**Task:** For this exercise, reproduce the entries below exactly, but only from the line containing "det: dark background" through the line containing "det: purple shirt", both included.

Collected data
↓↓↓
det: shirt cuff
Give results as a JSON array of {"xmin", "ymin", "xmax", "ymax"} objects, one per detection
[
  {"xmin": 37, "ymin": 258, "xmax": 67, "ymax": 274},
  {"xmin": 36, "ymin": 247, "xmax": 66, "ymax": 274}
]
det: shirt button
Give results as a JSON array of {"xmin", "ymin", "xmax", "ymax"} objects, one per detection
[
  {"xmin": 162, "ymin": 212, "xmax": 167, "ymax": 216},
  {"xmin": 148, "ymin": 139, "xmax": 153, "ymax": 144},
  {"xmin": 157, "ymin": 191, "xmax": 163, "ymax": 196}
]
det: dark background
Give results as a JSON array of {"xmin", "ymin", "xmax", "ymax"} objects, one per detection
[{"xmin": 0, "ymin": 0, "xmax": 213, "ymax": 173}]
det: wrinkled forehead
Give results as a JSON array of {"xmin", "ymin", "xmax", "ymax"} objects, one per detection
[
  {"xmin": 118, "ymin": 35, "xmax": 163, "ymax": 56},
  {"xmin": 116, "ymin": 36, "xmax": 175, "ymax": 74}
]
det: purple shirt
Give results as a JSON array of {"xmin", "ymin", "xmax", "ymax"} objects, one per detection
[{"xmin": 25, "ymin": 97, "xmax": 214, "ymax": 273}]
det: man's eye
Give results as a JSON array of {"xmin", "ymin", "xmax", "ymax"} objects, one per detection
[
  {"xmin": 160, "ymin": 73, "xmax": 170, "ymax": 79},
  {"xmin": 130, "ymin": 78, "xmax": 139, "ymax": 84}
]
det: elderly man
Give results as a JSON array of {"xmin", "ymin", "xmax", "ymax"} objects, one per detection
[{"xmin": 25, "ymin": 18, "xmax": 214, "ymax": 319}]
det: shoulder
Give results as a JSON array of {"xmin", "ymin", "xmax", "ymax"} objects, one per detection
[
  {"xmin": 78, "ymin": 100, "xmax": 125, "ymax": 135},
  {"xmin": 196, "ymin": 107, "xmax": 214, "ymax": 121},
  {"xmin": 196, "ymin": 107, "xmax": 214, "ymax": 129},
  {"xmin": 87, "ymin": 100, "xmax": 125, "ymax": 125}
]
↑↑↑
**Exercise response:**
det: dark background
Give results as a JSON array of {"xmin", "ymin", "xmax", "ymax"} objects, one per detection
[{"xmin": 0, "ymin": 0, "xmax": 213, "ymax": 173}]
det: wrinkled forehead
Give results as a JSON array of {"xmin", "ymin", "xmax", "ymax"} objects, one per detection
[
  {"xmin": 118, "ymin": 35, "xmax": 163, "ymax": 56},
  {"xmin": 116, "ymin": 36, "xmax": 175, "ymax": 74}
]
det: purple shirt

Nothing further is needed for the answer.